* _EXCERPT TO READ_:
The definitions and rules of interpretation in this section apply in this Agreement.

(a) “Affiliate” means, with respect to a Party, any entity controlling, controlled by, or under common control with, such Party. The terms “control,” “controlling,” and “controlled,” as used in this definition, shall mean the possession, directly or indirectly, of the power to direct or cause the direction of the management and policies of an entity, whether through the ownership of voting securities (or other ownership interest), by contract or otherwise.

(b) “Client Data” means the data provided by Client or Client’s Users that is: (1) for testing using the Services, including but not limited to test scripts, test code, data and parameters for use in testing, webpage URLs and the associated webpages, including the content thereof, on which testing is to be performed or data is to be gathered or (2) Client’s or Users’ contact information, such as name, address, email, phone number or the like.

(c) “Client Local Time” is the local time at the primary address given by the Client. If no primary address is provided to Quinnox by Client, then Client Local Time shall be Central Standard Time and Client’s home country shall be considered the United States for the purposes of determining Support Business Hours.

(d) “Documentation” means the document(s) made available to the Client online in connection with the Services which sets out a description of the Services and/or the user instructions for the Services.

* _SOURCE DATA_:
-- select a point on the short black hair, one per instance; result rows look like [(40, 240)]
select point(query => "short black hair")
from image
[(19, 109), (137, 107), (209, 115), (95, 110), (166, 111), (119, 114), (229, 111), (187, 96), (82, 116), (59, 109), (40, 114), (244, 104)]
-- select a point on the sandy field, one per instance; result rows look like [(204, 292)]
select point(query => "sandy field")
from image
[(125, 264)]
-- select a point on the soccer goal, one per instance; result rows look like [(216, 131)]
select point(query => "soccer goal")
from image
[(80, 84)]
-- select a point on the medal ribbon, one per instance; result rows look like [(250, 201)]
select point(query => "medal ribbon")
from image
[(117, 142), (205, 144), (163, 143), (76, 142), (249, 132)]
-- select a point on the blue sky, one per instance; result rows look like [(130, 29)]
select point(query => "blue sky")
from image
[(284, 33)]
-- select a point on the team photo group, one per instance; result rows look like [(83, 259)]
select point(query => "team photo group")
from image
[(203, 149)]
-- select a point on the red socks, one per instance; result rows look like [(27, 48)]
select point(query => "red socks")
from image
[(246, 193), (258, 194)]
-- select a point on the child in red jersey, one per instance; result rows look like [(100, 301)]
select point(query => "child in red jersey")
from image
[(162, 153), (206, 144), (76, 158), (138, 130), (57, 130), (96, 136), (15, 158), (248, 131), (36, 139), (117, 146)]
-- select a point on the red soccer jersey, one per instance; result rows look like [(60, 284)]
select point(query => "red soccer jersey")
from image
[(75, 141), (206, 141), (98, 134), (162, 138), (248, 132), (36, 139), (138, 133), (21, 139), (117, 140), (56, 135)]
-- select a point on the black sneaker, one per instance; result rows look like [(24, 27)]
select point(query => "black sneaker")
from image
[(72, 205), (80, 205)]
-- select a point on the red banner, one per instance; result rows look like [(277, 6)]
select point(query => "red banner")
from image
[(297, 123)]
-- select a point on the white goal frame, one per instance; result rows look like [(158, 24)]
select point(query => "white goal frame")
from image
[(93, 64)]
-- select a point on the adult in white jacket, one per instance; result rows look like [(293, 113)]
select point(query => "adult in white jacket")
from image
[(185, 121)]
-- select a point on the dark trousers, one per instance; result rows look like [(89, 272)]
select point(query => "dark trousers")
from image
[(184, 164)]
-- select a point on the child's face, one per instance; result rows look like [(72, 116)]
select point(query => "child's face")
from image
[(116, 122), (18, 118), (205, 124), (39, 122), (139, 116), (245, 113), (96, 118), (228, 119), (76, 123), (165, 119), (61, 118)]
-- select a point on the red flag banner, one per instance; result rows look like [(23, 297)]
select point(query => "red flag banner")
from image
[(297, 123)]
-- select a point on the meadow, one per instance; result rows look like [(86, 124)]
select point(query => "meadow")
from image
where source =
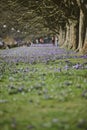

* _WORK ORDER A_: Reproduce verbatim the part of the agreement definitions that opens with "The definitions and" and closes with "contract or otherwise.".
* _WORK ORDER B_: Continue the agreement definitions from the point where they stop.

* _RESPONSE AREA A_:
The definitions and rules of interpretation in this section apply in this Agreement.

(a) “Affiliate” means, with respect to a Party, any entity controlling, controlled by, or under common control with, such Party. The terms “control,” “controlling,” and “controlled,” as used in this definition, shall mean the possession, directly or indirectly, of the power to direct or cause the direction of the management and policies of an entity, whether through the ownership of voting securities (or other ownership interest), by contract or otherwise.

* _RESPONSE AREA B_:
(e) “Effective Date” is the date provided in this Agreement, or if no date is provided then, the date of the Client’s signature identified below on this Agreement.

(f) “Illicit Code” means computer instructions or other code in the Client’s or Third Party’s software including viruses, worms, Trojan horses, anomalies, or other instructions that can disable, destroy, or otherwise alter the Software or any data accessed or processed by the Software, or any self-destruction mechanism or copy protection scheme.

(g) “Initial Subscription Term” means the term of the first applicable Subscription Order.

(h) “Normal Business Hours” means 8:00 am to 6:00 pm Central Standard Time during a day which is not a Saturday, Sunday or public holiday in the United States.

(i) “Order Term” means the term of a Subscription Order as provided in that Subscription Order.

(j) “Services” means the subscription services identified in an applicable Subscription Order and provided by Quinnox to the Client under this Agreement.

(k) “Software” means the online software application(s) provided by Quinnox that allows Users to use any functionality in connection with the Services.

(l) “Subscription Fees” means the subscription fees payable by the Client to Quinnox according to an applicable Subscription Order for the Services.

(m) “Subscription Order” means a subscription order described in section 1 of this Agreement.

(n) “Subscription Term” means the Initial Subscription Term together with any subsequent renewal terms.

(o) “Support Business Hours” means 8:00 am to 6:00 pm Client Local Time during a day which is not a Saturday, Sunday or public holiday in the Client’s home country.

(p) “User” means those employees, agents and independent contractors of the Client who are authorized by the Client to use the Services and the Documentation, as further described in Section 2.

(q) “User Subscriptions” means the user subscriptions purchased by the Client pursuant to an applicable Subscription Order which entitles the number of Users specified in the Subscription Order to access and use the Services and the Documentation in accordance with this Agreement.